• **Task prompt**: Set down exactly the lines in the records below that run from the line with "find black long" to the line with "find marble column", inclusive, and nothing more.

• **Task input**:
►

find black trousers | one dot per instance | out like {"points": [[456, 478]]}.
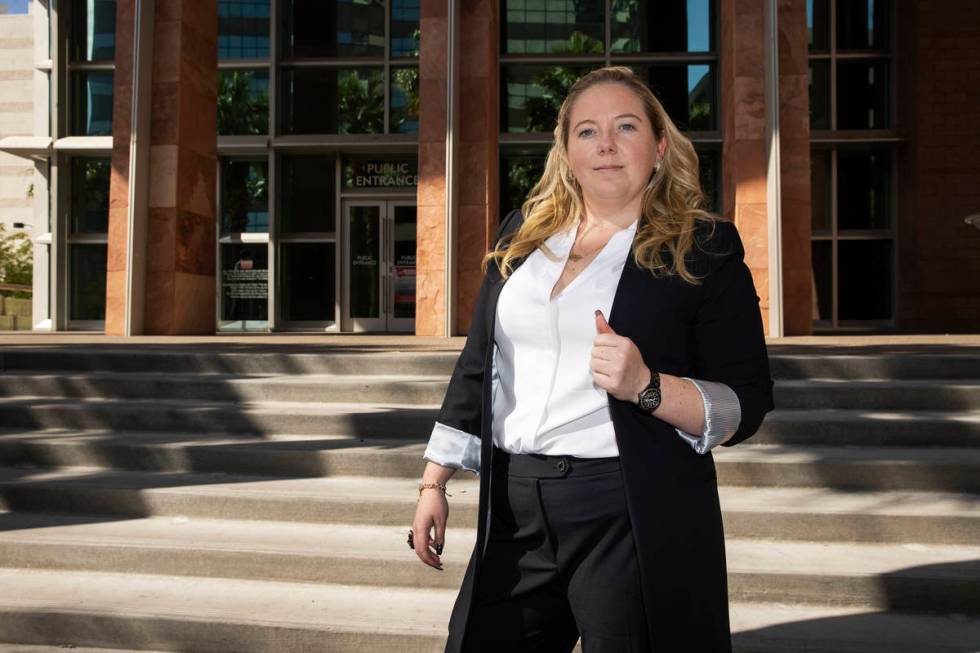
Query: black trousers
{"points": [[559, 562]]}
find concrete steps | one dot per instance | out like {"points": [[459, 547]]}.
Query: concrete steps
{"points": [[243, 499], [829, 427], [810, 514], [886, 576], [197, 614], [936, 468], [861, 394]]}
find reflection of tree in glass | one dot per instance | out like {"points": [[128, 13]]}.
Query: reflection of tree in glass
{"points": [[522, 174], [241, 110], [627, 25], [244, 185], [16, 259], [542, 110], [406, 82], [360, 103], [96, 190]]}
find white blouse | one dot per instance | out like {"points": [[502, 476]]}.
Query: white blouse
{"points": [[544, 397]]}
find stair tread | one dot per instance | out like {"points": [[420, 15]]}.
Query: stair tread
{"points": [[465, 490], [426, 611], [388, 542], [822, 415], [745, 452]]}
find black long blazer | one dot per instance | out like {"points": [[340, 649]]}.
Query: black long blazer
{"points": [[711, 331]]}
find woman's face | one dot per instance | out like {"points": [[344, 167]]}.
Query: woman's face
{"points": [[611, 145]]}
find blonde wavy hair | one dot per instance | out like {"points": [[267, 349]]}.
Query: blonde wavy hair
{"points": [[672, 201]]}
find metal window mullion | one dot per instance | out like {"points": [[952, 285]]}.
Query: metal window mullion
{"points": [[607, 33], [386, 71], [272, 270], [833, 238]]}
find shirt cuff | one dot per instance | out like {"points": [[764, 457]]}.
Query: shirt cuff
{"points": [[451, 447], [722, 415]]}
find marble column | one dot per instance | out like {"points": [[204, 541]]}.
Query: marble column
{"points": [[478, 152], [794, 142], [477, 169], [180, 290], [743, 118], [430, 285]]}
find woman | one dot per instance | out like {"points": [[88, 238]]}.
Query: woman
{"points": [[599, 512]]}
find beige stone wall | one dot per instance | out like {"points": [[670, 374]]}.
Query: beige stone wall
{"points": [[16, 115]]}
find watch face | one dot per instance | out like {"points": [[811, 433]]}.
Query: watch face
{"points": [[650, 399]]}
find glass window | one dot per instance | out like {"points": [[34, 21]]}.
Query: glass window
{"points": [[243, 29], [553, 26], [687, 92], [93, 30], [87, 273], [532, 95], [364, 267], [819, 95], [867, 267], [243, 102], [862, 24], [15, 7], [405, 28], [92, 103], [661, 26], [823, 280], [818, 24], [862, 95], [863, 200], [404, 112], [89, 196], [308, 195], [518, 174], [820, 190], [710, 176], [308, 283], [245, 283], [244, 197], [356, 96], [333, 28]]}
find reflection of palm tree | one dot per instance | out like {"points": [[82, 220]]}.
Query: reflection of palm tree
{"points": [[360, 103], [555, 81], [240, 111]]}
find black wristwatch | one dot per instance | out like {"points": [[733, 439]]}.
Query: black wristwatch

◄

• **Finished task**:
find black long blazer | one dot per instance | out like {"points": [[340, 649]]}.
Query: black long blazer
{"points": [[711, 331]]}
find woman's face | one dot per instance | out like {"points": [[344, 167]]}.
Query: woman's face
{"points": [[611, 145]]}
find blonde wavy hair | one dot per instance | out like {"points": [[267, 349]]}.
Query: blonde wavy hair
{"points": [[672, 201]]}
find metal window mullion | one dot per instance | out like {"points": [[952, 285]]}.
Query: metal window mullion
{"points": [[607, 33], [386, 71], [272, 270], [833, 238]]}
find shirt cuff | one dot per instance | out like {"points": [[764, 457]]}.
Query: shirt cuff
{"points": [[451, 447], [722, 415]]}
find marble column | one dot per instance | out like {"points": [[204, 541]]}.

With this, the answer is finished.